Texte choisi:
>>>>>

C.        DISPOSITIONS LÉGISLATIVES INVOQUÉES

 

18.       Il se fonde sur les paragraphes 160(1), 248(1) et 251(1) de la Loi.

 

D.        MOTIFS INVOQUÉS ET CONCLUSIONS RECHERCHÉES

 

19.       Il soutient avec égards que les dépôts de fonds, qui appartenaient à Mme Davies, dans le compte au cours de la période en question constituaient des transferts de biens ayant une juste valeur marchande de 36 650,82 $ de Mme Davies à l'appelante, et que l'appelante n'a pas donné de contrepartie à Mme Davies à l'égard de ces transferts.

 

20.       Il soutient en outre que l'appelante et Mme Davies avaient entre elles un lien de dépendance en ce qui concerne ces transferts. Par conséquent, l'appelante est responsable, en vertu du paragraphe 160(1) de la Loi, du paiement de la somme de 36 650,82 $ parce que, lors de ces transferts, Mme Davies était tenue de payer un montant supérieur à ce montant pour les années d'imposition 1995, 1996, 1997 et 1998.

 

[3]     Les hypothèses énoncées aux alinéas 15a), c) à j), m), n), r) et s) n'ont pas été réfutées par la preuve. Quant aux autres hypothèses :

 

Hypothèse b) : Elle sera examinée ci‑dessous.

<<<<<

Section des données:

>>>>>

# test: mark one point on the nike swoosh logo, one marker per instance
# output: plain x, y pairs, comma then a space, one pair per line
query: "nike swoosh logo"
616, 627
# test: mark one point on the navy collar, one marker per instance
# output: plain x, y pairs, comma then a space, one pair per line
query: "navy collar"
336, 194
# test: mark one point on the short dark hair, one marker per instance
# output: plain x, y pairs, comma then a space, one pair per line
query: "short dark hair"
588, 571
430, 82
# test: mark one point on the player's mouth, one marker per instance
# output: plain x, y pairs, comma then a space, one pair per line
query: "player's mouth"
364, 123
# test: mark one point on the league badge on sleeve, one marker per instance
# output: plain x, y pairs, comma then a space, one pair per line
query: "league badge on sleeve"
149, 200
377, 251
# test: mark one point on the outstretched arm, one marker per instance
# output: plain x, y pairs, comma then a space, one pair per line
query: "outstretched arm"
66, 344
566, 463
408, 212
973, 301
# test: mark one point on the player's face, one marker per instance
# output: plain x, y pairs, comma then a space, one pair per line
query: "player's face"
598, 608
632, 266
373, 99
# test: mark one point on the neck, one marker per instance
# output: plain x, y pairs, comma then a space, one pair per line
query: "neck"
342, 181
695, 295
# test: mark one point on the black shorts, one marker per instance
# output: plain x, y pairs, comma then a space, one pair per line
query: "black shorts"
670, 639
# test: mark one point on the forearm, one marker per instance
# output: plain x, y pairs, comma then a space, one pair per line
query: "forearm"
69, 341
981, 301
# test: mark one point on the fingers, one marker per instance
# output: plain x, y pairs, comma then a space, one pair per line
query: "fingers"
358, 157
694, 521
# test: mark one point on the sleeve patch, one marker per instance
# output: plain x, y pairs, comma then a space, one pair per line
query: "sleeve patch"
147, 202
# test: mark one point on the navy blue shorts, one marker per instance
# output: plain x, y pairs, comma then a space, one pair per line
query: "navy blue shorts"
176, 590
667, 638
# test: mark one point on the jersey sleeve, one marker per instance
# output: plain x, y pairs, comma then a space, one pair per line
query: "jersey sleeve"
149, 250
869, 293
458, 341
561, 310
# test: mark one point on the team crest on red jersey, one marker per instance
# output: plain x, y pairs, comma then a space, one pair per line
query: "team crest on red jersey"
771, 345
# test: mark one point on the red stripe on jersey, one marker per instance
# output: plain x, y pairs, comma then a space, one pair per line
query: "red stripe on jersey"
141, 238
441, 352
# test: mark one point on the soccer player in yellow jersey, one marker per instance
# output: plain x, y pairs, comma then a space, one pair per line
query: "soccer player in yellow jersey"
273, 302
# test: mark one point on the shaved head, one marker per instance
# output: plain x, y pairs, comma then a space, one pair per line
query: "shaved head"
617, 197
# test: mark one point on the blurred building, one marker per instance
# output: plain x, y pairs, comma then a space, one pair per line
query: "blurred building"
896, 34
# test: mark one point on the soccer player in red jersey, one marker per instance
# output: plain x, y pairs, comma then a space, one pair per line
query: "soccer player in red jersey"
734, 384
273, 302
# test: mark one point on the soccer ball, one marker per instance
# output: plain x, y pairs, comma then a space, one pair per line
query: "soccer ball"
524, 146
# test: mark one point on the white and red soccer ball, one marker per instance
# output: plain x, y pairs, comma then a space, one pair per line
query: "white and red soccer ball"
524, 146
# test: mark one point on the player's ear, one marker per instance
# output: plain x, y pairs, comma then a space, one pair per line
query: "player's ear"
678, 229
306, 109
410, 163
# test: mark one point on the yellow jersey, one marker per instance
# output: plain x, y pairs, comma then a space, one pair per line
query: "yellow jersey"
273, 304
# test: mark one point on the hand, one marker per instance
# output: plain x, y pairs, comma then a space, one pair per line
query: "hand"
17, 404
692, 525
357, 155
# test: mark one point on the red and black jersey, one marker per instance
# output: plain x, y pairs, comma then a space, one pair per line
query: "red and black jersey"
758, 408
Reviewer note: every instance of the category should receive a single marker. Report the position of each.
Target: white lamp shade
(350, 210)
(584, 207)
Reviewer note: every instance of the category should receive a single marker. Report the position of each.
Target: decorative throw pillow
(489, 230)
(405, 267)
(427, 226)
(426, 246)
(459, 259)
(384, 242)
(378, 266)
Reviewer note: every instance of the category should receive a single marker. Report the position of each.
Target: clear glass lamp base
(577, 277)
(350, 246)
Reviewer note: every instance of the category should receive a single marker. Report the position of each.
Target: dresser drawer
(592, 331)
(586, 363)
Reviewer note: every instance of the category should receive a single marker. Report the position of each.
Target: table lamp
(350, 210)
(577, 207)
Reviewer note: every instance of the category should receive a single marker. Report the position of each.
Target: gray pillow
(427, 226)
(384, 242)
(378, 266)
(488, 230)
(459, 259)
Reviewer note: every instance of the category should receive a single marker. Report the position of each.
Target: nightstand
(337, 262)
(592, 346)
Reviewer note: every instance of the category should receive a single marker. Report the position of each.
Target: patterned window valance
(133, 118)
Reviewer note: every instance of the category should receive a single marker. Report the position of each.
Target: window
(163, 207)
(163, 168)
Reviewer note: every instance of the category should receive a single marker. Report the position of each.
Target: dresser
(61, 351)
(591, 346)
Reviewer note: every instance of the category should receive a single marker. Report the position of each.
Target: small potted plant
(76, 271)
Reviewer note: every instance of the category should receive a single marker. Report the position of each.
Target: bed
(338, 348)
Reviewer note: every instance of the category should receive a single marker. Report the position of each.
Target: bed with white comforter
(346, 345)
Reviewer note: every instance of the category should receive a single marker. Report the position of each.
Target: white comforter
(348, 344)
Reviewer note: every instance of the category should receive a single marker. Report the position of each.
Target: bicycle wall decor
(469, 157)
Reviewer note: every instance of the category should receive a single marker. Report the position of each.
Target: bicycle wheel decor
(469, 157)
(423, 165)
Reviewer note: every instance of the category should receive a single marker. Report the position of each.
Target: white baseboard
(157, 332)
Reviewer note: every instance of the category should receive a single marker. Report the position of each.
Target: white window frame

<<<<<

Énoncé A:
D'après l'extrait du jugement, quelle juste valeur marchande est attribuée aux biens transférés de Mme Davies à l'appelante ?
Énoncé B:
Veuillez poursuivre l'extrait du jugement à partir de l'endroit où il s'arrête.

Résultat A:
36 650,82 $.

Résultat B:
Hypothèse k) : Le compte a été ouvert par l'appelante après des discussions avec Mme Davies.

 

Hypothèse l) : Compte tenu de la preuve, la Cour conclut que cela est exact. Mme Livingston a nié que le compte avait été ouvert pour que les fonds soient hors de la portée de l'ARC. La Cour ne le croit pas. Les deux femmes étaient amies depuis bien des années avant l'ouverture du compte. Mme Livingston a admis avoir aidé Mme Davies lorsque cette dernière a eu des problèmes d'impôt sur le revenu, lesquels se rattachaient fondamentalement à la perception, au moment où Mme Livingston a ouvert le compte. C'est pourquoi la Cour conclut que Mme Livingston avait été mise au courant des problèmes de perception auxquels Mme Davies faisait face avec l'ARC avant d'ouvrir le compte. En outre, la preuve montre que la très grande majorité des dettes de Mme Davies étaient des dettes envers l'ARC. Par conséquent, si Mme Davies et Mme Livingston ont parlé de mettre de l'argent à l'abri des créanciers, il s'agissait de l'argent dû à l'ARC.

 

Hypothèse o) : L'appelante a ouvert le compte et a immédiatement remis à Mme Davies des chèques signés en blanc et une carte de débit pour le compte.

 

Hypothèse p) : Cette hypothèse est erronée. L'appelante a remis à Mme Davies des chèques signés en blanc et une carte de débit aux fins du dépôt des fonds dans le compte et de leur retrait. En fait, Mme Davies était l'unique personne à utiliser le compte; l'appelante n'a jamais déposé de fonds dans le compte, ni retiré de fonds du compte, ni tiré un avantage du compte.

 

Hypothèse q) : Le dépôt, par Mme Davies, de fonds au nom de Mme Livingston et la remise par Mme Livingston à Mme Davies d'une carte de débit et de chèques signés en blanc constituent un échange de contreparties. Par conséquent, il existait une certaine entente contractuelle entre les parties.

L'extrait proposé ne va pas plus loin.